Select every line in the listing below that contains the word "positive", and copy each one out.

[Records from a data collection]
------------------------

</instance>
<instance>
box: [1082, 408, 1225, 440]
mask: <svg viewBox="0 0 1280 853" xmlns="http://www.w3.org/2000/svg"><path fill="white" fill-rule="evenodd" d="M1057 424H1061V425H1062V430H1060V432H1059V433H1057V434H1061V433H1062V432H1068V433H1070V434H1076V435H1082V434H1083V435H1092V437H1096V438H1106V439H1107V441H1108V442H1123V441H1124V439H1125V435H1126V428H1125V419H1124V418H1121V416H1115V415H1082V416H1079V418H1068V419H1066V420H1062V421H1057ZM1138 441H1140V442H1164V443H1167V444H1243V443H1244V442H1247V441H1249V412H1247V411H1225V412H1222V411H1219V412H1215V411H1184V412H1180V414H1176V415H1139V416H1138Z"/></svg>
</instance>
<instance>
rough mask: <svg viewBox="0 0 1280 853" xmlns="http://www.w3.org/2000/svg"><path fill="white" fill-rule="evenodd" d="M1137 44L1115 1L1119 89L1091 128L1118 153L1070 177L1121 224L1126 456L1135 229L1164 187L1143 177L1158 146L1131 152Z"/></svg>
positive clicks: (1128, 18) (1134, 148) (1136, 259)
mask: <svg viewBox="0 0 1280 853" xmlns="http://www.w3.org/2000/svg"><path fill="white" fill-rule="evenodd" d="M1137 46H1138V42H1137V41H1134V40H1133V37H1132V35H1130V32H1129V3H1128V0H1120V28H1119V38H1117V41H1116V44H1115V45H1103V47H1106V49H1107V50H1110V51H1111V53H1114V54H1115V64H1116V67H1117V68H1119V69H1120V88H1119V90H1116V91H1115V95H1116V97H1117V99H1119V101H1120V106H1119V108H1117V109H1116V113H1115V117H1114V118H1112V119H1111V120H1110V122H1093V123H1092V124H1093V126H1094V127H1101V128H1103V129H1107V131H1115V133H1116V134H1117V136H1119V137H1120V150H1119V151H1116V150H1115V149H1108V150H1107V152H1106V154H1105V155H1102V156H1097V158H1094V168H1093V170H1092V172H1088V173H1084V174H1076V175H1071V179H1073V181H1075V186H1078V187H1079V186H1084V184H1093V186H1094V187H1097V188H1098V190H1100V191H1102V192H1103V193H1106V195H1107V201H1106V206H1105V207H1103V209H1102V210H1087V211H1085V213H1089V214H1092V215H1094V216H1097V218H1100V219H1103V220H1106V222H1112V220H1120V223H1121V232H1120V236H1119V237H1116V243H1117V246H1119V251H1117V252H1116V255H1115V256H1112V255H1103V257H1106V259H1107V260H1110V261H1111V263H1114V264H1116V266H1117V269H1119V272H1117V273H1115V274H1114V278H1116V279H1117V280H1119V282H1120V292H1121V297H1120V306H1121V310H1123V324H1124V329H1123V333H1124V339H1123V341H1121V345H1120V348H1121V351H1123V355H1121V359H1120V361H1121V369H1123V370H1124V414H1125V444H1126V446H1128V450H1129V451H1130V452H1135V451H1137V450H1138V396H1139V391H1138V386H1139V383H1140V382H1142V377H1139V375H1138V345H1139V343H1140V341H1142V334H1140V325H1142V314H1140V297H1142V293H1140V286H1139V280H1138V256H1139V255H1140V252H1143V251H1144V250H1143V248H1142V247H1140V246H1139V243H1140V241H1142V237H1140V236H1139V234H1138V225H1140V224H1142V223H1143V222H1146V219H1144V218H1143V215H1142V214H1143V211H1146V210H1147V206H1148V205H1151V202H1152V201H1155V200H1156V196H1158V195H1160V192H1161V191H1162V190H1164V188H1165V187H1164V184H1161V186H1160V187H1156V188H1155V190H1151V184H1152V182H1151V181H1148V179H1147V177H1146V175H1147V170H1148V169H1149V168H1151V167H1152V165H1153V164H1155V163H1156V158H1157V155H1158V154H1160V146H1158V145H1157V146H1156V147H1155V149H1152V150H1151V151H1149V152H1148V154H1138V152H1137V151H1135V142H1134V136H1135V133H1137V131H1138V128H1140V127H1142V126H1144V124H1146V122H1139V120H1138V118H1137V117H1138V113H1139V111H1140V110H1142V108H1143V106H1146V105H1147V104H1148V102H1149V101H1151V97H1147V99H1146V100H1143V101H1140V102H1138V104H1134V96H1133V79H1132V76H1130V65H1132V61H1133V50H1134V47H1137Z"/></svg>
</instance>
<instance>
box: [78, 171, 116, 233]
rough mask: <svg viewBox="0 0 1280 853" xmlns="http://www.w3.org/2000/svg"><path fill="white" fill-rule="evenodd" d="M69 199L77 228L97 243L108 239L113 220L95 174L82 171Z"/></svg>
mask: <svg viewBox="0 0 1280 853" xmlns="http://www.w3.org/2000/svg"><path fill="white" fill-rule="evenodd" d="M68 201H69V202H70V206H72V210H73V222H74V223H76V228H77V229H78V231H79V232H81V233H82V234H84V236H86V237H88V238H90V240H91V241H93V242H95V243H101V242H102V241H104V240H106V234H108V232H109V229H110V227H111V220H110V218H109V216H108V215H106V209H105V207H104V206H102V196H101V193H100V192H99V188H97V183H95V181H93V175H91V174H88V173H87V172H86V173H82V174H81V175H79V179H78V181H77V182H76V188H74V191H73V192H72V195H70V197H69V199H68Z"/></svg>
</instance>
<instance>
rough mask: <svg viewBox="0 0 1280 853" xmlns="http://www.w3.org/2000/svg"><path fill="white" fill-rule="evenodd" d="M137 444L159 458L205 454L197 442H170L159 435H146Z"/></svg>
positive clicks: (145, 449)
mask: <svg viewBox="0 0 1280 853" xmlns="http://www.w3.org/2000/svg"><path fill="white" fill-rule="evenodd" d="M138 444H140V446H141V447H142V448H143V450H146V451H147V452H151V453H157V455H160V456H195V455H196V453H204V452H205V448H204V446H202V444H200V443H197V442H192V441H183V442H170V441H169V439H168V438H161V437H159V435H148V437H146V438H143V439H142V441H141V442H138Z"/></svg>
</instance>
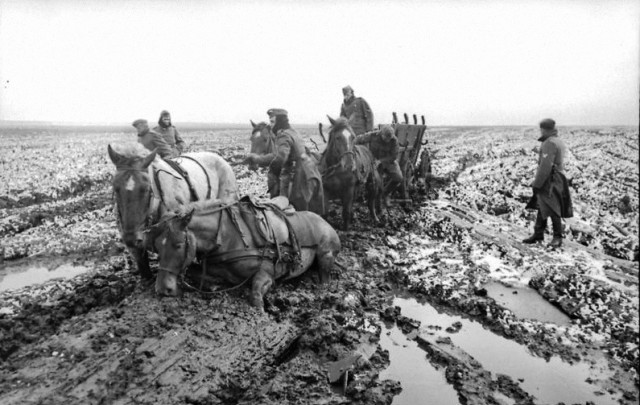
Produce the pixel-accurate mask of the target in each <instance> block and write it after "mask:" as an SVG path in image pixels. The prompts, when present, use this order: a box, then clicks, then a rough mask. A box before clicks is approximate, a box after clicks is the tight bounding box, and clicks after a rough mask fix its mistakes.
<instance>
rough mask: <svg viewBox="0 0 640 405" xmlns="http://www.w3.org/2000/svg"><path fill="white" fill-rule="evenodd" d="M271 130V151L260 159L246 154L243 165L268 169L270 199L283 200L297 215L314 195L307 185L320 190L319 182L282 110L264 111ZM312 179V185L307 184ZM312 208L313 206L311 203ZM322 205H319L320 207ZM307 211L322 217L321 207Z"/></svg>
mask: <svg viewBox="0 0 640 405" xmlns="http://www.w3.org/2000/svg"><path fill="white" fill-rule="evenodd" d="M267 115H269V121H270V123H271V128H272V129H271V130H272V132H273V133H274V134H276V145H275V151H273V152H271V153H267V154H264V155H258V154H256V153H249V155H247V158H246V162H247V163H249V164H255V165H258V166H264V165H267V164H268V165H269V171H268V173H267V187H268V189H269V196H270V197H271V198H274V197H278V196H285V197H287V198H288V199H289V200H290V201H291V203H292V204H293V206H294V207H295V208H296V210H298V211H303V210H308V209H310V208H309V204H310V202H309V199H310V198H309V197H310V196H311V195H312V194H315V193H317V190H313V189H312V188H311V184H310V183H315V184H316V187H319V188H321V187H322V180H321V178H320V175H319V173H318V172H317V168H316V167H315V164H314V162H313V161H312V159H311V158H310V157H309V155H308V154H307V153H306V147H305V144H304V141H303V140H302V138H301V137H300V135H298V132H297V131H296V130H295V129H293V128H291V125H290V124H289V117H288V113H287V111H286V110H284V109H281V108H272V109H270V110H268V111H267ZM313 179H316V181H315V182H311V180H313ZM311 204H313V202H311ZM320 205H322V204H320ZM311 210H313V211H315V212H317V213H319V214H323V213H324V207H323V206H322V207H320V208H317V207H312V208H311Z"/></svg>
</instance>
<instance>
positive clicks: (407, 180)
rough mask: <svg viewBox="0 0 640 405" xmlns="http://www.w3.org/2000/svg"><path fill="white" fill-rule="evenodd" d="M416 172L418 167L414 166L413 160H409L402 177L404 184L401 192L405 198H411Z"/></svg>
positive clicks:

------------------------

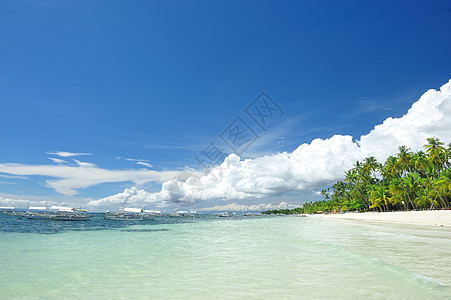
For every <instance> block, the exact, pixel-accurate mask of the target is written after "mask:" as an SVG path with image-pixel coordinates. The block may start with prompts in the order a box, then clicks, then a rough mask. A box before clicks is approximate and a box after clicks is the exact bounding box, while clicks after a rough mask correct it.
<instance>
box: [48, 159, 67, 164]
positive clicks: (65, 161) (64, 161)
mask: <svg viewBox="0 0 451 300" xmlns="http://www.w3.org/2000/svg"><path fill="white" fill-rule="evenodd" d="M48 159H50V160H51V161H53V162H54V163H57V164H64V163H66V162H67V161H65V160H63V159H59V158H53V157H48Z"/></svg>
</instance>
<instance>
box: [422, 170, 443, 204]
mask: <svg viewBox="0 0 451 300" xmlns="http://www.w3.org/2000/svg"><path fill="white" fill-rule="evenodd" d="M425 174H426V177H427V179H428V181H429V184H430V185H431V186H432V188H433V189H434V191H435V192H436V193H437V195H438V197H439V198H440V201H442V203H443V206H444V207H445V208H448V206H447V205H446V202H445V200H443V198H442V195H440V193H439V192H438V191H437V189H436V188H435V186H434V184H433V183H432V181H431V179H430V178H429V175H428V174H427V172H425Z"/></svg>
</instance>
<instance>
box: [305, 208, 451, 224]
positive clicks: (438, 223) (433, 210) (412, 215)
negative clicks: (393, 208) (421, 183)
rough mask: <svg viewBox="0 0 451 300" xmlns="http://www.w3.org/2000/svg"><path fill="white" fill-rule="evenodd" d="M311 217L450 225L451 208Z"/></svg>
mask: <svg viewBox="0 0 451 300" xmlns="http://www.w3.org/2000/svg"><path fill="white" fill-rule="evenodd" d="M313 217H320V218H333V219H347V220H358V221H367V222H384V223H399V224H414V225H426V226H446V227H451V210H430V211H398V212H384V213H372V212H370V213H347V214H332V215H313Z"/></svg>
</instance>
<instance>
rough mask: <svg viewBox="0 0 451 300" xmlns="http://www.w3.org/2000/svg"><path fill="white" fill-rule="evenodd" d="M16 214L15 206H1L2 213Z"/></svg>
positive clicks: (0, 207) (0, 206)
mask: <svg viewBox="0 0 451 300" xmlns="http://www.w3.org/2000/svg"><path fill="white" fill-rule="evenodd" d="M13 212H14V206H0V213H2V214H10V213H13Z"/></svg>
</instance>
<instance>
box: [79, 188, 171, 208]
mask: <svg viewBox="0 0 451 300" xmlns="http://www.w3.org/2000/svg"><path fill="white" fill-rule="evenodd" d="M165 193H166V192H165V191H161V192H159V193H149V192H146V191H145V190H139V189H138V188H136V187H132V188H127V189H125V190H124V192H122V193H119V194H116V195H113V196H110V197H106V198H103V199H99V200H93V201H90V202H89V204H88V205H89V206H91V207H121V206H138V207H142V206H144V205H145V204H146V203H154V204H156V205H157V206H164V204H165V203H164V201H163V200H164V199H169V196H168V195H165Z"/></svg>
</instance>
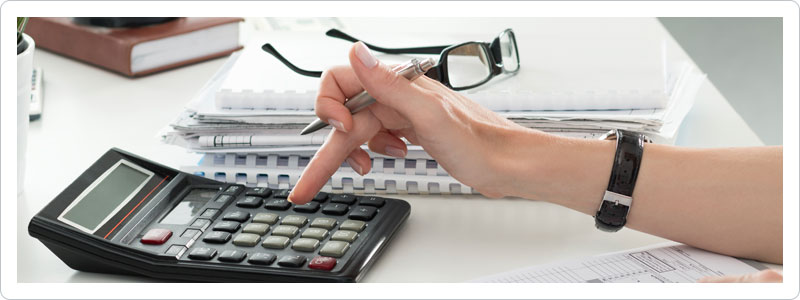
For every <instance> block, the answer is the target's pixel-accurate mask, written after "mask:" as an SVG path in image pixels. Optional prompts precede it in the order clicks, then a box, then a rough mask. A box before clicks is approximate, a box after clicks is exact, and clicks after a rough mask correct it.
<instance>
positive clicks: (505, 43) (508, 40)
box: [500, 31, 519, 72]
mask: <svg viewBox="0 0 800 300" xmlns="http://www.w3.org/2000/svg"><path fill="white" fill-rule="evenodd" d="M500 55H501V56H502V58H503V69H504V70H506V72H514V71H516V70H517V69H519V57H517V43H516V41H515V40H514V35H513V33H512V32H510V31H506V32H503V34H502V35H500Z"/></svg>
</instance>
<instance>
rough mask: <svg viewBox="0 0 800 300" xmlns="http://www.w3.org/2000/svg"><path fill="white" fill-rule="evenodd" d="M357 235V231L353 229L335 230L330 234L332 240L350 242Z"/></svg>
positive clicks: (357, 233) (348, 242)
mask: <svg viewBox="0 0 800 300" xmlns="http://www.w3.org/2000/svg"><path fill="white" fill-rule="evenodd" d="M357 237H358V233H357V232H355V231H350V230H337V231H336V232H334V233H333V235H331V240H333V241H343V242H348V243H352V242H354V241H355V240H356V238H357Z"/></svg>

------------------------

YOUR RESPONSE:
positive clicks: (1128, 18) (1134, 148) (1136, 259)
positive clicks: (145, 449)
positive clicks: (407, 180)
positive clicks:
positive clicks: (65, 161) (64, 161)
positive clicks: (438, 223) (433, 210) (412, 215)
positive clicks: (0, 207) (0, 206)
positive clicks: (505, 43) (508, 40)
positive clicks: (357, 233) (348, 242)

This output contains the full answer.